WORK TASK:
Go through the records below and report each line with "entry" in it.

··· DATA SHOWN ···

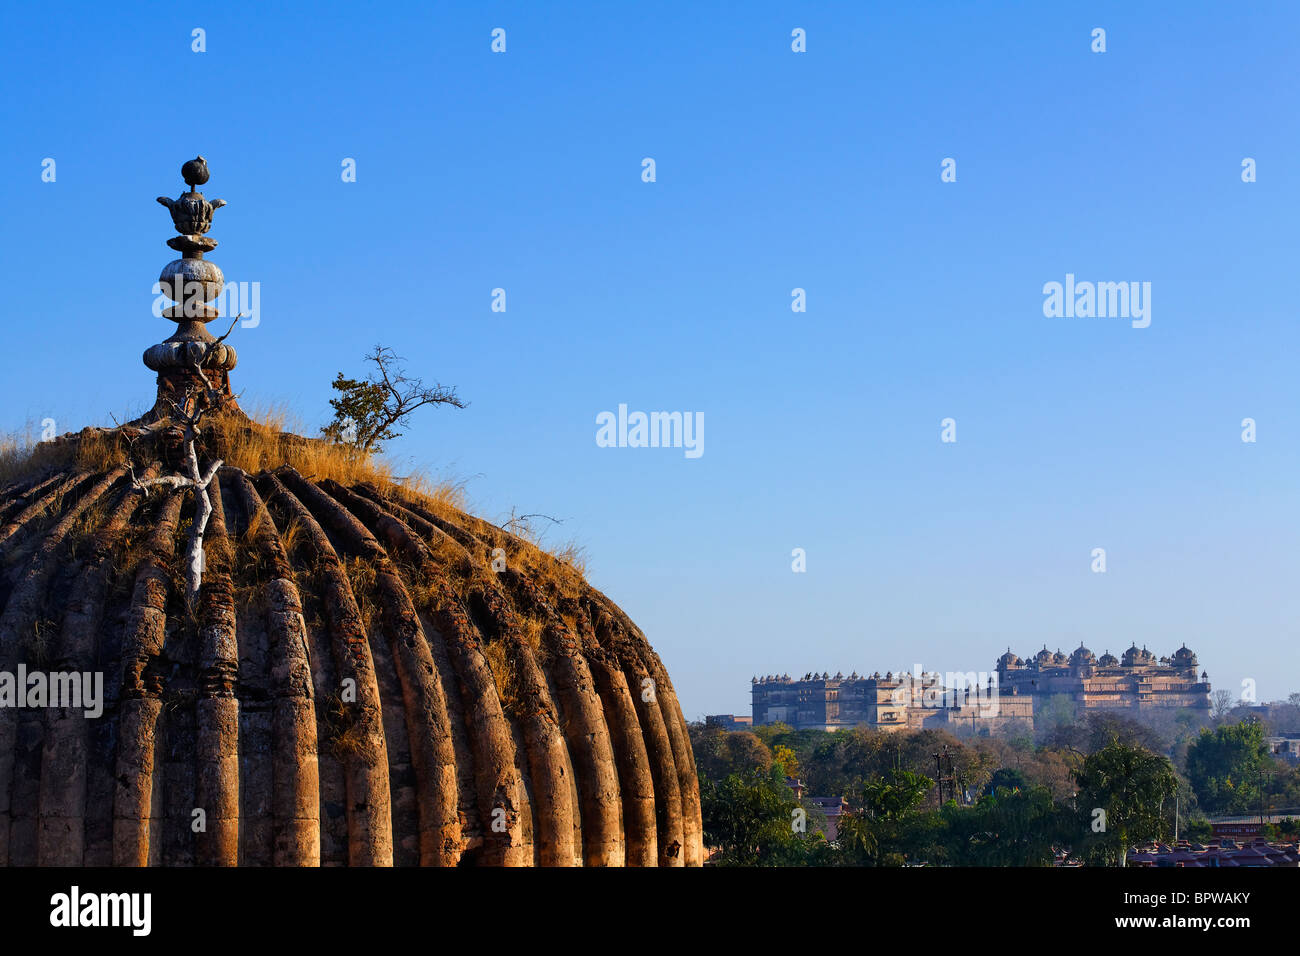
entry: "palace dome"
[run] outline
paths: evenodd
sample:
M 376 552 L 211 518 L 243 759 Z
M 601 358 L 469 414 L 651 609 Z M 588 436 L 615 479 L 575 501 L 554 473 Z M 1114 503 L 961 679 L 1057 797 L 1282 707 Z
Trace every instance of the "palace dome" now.
M 0 480 L 0 671 L 103 688 L 102 715 L 0 707 L 0 864 L 700 865 L 686 722 L 627 615 L 454 496 L 252 422 L 233 350 L 174 321 L 150 413 Z
M 1088 648 L 1084 647 L 1082 644 L 1075 648 L 1074 653 L 1070 655 L 1070 664 L 1073 666 L 1093 664 L 1095 662 L 1096 659 L 1093 657 L 1092 651 L 1088 650 Z
M 1041 651 L 1034 655 L 1034 662 L 1038 664 L 1039 667 L 1050 667 L 1053 659 L 1054 655 L 1047 649 L 1046 645 L 1043 646 Z
M 1101 655 L 1097 663 L 1100 664 L 1102 667 L 1114 667 L 1116 664 L 1119 663 L 1119 658 L 1116 657 L 1114 654 L 1112 654 L 1110 651 L 1107 651 L 1105 654 Z
M 1195 667 L 1196 654 L 1186 644 L 1174 651 L 1171 658 L 1175 667 Z
M 1145 647 L 1142 648 L 1141 650 L 1138 650 L 1138 646 L 1136 644 L 1134 644 L 1132 647 L 1130 647 L 1128 650 L 1124 652 L 1123 663 L 1125 667 L 1137 667 L 1139 665 L 1154 663 L 1154 661 L 1155 661 L 1155 655 L 1153 655 Z
M 1011 653 L 1011 648 L 1009 647 L 1007 648 L 1007 652 L 998 658 L 999 667 L 1019 667 L 1021 663 L 1022 661 L 1020 658 Z

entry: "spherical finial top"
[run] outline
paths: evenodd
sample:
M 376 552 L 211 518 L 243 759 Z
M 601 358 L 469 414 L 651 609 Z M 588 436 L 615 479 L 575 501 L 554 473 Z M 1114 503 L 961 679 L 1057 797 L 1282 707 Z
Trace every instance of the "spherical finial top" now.
M 181 176 L 187 186 L 202 186 L 208 181 L 208 161 L 196 156 L 181 167 Z

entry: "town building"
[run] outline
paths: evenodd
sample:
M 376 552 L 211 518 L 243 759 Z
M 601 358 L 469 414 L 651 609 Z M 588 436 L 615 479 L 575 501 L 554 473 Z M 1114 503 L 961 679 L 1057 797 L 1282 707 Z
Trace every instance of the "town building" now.
M 1300 764 L 1300 734 L 1275 734 L 1268 738 L 1268 749 L 1279 760 L 1292 766 Z
M 704 726 L 722 730 L 749 730 L 754 726 L 754 718 L 739 714 L 708 714 L 704 718 Z
M 1240 843 L 1249 839 L 1253 842 Z M 1143 867 L 1300 867 L 1300 848 L 1294 843 L 1258 839 L 1253 831 L 1239 833 L 1237 839 L 1215 829 L 1215 840 L 1206 845 L 1183 841 L 1170 846 L 1159 844 L 1135 847 L 1128 854 L 1129 866 Z

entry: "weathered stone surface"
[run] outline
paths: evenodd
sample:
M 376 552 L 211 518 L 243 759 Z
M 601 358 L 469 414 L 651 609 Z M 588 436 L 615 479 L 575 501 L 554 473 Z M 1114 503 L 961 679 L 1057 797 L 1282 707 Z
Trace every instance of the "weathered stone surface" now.
M 191 617 L 192 495 L 120 469 L 29 483 L 79 490 L 0 581 L 0 661 L 38 666 L 31 628 L 52 622 L 45 666 L 111 691 L 98 720 L 0 712 L 4 862 L 702 862 L 680 708 L 603 595 L 492 571 L 522 543 L 393 487 L 216 484 Z M 0 514 L 23 496 L 0 491 Z

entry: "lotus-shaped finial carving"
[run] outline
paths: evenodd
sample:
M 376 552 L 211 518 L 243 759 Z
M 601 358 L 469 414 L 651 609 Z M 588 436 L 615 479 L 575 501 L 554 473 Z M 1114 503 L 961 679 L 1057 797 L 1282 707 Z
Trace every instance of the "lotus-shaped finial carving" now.
M 226 201 L 214 199 L 208 202 L 195 188 L 208 181 L 208 161 L 202 156 L 196 156 L 182 166 L 181 177 L 190 187 L 189 192 L 181 193 L 176 199 L 159 196 L 158 202 L 172 214 L 172 224 L 182 236 L 204 235 L 212 228 L 212 214 L 226 205 Z
M 159 196 L 158 202 L 172 214 L 172 225 L 183 236 L 202 236 L 212 228 L 212 214 L 226 205 L 224 199 L 208 202 L 203 193 L 181 193 L 176 199 Z

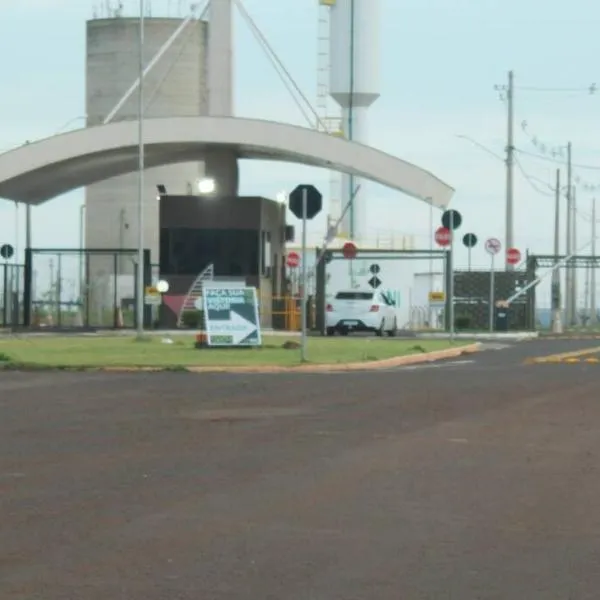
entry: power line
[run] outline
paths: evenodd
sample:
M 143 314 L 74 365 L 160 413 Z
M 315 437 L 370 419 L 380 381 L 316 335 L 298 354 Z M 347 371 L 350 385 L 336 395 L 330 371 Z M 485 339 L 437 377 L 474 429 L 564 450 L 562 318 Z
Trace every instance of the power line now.
M 481 144 L 480 142 L 478 142 L 477 140 L 473 139 L 472 137 L 468 136 L 468 135 L 456 135 L 457 138 L 466 140 L 468 142 L 470 142 L 471 144 L 473 144 L 474 146 L 477 146 L 479 149 L 483 150 L 484 152 L 486 152 L 487 154 L 489 154 L 490 156 L 493 156 L 496 160 L 499 160 L 501 162 L 505 162 L 504 157 L 500 156 L 500 154 L 497 154 L 496 152 L 494 152 L 493 150 L 491 150 L 490 148 L 488 148 L 487 146 L 485 146 L 484 144 Z M 541 194 L 542 196 L 552 196 L 554 197 L 554 194 L 550 192 L 550 190 L 553 190 L 554 188 L 548 184 L 548 182 L 544 181 L 543 179 L 540 179 L 539 177 L 535 177 L 534 175 L 531 175 L 530 173 L 528 173 L 525 168 L 523 167 L 523 165 L 521 164 L 521 162 L 514 157 L 515 160 L 515 164 L 517 165 L 519 172 L 521 173 L 521 175 L 524 177 L 525 181 L 527 181 L 527 183 L 529 184 L 529 186 L 538 194 Z M 544 189 L 540 189 L 538 187 L 539 185 L 543 185 L 543 186 L 547 186 L 548 187 L 548 191 L 544 190 Z
M 529 154 L 531 156 L 534 156 L 536 158 L 540 158 L 542 160 L 546 159 L 548 161 L 554 162 L 555 164 L 563 164 L 565 163 L 566 160 L 566 156 L 565 156 L 565 151 L 567 150 L 567 147 L 564 145 L 554 145 L 554 144 L 548 144 L 542 141 L 542 139 L 537 136 L 537 135 L 533 135 L 529 132 L 529 124 L 526 120 L 521 121 L 521 129 L 523 131 L 523 133 L 527 136 L 527 138 L 529 139 L 529 141 L 531 142 L 531 144 L 536 148 L 539 149 L 539 151 L 541 152 L 541 154 L 535 154 L 533 152 L 528 153 L 527 151 L 523 151 L 521 150 L 521 154 Z M 546 153 L 549 153 L 550 156 L 544 156 Z M 578 169 L 587 169 L 587 170 L 592 170 L 592 171 L 600 171 L 600 167 L 594 166 L 594 165 L 579 165 L 579 164 L 572 164 L 572 167 L 578 168 Z M 598 183 L 591 183 L 589 181 L 585 181 L 581 176 L 576 175 L 575 177 L 573 177 L 573 180 L 575 181 L 575 183 L 577 185 L 580 185 L 584 191 L 586 192 L 595 192 L 595 191 L 599 191 L 600 190 L 600 184 Z
M 480 142 L 478 142 L 477 140 L 473 139 L 472 137 L 470 137 L 468 135 L 456 135 L 455 137 L 463 139 L 463 140 L 467 140 L 468 142 L 477 146 L 479 149 L 483 150 L 484 152 L 486 152 L 487 154 L 489 154 L 490 156 L 494 157 L 495 159 L 497 159 L 499 161 L 504 162 L 504 160 L 505 160 L 502 156 L 500 156 L 499 154 L 497 154 L 496 152 L 494 152 L 493 150 L 491 150 L 484 144 L 481 144 Z M 525 181 L 527 182 L 529 187 L 536 194 L 539 194 L 540 196 L 546 196 L 548 198 L 555 197 L 554 186 L 550 185 L 547 181 L 544 181 L 543 179 L 536 177 L 535 175 L 531 175 L 531 173 L 528 173 L 526 171 L 525 167 L 523 167 L 523 164 L 521 163 L 521 161 L 517 157 L 514 158 L 514 161 L 515 161 L 515 165 L 517 166 L 517 169 L 521 173 L 523 179 L 525 179 Z M 540 186 L 542 186 L 542 187 L 540 187 Z M 544 189 L 544 188 L 547 188 L 547 189 Z M 561 191 L 563 192 L 563 194 L 566 197 L 567 187 L 563 186 L 561 188 Z M 584 220 L 586 222 L 591 221 L 591 216 L 589 215 L 589 213 L 586 213 L 579 208 L 575 208 L 575 213 L 582 220 Z M 600 223 L 600 219 L 598 219 L 597 222 Z
M 596 83 L 590 83 L 589 85 L 581 87 L 541 87 L 535 85 L 513 85 L 513 90 L 533 93 L 585 94 L 587 96 L 594 96 L 598 91 L 598 86 Z M 494 85 L 494 91 L 498 93 L 498 97 L 502 102 L 506 102 L 508 100 L 508 85 L 496 84 Z
M 551 156 L 544 156 L 543 154 L 539 154 L 537 152 L 529 152 L 528 150 L 523 150 L 522 148 L 515 148 L 515 151 L 518 152 L 519 154 L 523 154 L 525 156 L 531 156 L 532 158 L 537 158 L 538 160 L 543 160 L 545 162 L 550 162 L 553 164 L 564 164 L 566 159 L 561 160 L 560 158 L 556 158 L 556 157 L 551 157 Z M 586 169 L 588 171 L 600 171 L 600 166 L 594 166 L 594 165 L 586 165 L 586 164 L 582 164 L 582 163 L 573 163 L 573 166 L 576 167 L 577 169 Z
M 517 168 L 519 169 L 519 172 L 521 173 L 521 175 L 523 175 L 523 177 L 525 178 L 525 181 L 527 181 L 527 183 L 530 185 L 530 187 L 537 192 L 538 194 L 540 194 L 541 196 L 549 196 L 551 198 L 554 198 L 554 194 L 550 191 L 545 191 L 543 189 L 540 189 L 537 186 L 537 183 L 541 183 L 541 184 L 546 184 L 550 189 L 552 189 L 552 187 L 546 183 L 543 182 L 541 179 L 538 179 L 537 177 L 533 177 L 532 175 L 530 175 L 529 173 L 527 173 L 527 171 L 525 171 L 525 169 L 523 168 L 523 165 L 521 164 L 521 161 L 515 157 L 515 164 L 517 165 Z
M 469 137 L 468 135 L 456 134 L 454 137 L 457 137 L 461 140 L 467 140 L 468 142 L 471 142 L 471 144 L 477 146 L 484 152 L 487 152 L 490 156 L 493 156 L 495 159 L 501 160 L 502 162 L 505 161 L 505 158 L 503 156 L 501 156 L 500 154 L 497 154 L 493 150 L 490 150 L 490 148 L 488 148 L 487 146 L 484 146 L 483 144 L 479 143 L 477 140 L 473 139 L 472 137 Z
M 595 83 L 591 83 L 586 87 L 576 87 L 576 88 L 552 88 L 552 87 L 536 87 L 536 86 L 515 86 L 517 90 L 522 90 L 525 92 L 549 92 L 549 93 L 586 93 L 590 96 L 593 96 L 597 91 L 598 87 Z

···

EXERCISE RESULT:
entry: "palace dome"
entry: "spherical finial top"
entry: "town building"
entry: "weathered stone surface"
entry: "lotus-shaped finial carving"
entry: power line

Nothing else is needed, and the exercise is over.